(Spatial localization data)
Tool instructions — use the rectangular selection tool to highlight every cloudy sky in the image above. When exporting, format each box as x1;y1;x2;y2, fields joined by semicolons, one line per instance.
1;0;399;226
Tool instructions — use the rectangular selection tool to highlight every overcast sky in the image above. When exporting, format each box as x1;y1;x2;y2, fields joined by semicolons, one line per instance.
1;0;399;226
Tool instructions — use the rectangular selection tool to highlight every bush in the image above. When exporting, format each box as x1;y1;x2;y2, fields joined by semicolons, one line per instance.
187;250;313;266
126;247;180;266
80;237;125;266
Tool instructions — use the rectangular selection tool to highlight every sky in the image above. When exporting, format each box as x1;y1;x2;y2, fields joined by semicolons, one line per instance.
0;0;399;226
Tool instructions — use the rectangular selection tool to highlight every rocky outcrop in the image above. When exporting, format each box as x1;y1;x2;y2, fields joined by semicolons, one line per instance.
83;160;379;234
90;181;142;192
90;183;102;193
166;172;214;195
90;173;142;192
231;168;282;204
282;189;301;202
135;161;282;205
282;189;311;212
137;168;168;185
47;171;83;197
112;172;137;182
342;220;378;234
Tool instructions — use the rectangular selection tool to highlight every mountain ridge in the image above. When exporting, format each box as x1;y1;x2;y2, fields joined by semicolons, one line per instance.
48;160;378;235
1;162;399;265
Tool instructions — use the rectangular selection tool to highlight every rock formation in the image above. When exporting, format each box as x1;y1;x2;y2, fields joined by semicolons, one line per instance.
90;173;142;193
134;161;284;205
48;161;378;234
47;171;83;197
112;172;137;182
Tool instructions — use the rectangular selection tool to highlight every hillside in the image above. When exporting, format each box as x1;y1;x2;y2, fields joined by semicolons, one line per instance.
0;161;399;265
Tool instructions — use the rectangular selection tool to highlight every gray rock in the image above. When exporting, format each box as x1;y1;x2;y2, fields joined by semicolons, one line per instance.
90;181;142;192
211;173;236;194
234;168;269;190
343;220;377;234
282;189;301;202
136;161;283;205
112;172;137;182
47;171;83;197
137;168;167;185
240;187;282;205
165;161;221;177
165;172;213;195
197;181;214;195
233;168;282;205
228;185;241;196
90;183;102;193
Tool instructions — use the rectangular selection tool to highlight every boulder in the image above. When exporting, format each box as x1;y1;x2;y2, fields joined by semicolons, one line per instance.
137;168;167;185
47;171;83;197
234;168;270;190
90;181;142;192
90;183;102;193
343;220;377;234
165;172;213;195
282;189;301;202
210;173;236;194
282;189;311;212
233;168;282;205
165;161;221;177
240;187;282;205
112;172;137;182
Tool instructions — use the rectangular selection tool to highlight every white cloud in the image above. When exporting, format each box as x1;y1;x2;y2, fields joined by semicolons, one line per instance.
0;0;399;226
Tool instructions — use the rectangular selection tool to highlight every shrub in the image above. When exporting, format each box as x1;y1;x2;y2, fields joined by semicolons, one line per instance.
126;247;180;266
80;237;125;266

● **Your goal**
From the line containing "highlight every shrub" to the final line of the data, repeat each line exactly. Include both ends.

● **Written reply**
Tool instructions — use the rectangular selection tool to highlight every shrub in the image above. When exporting, format each box as x1;y1;x2;y2, fields joined by semicolons, one line per instance.
126;247;180;266
80;237;125;266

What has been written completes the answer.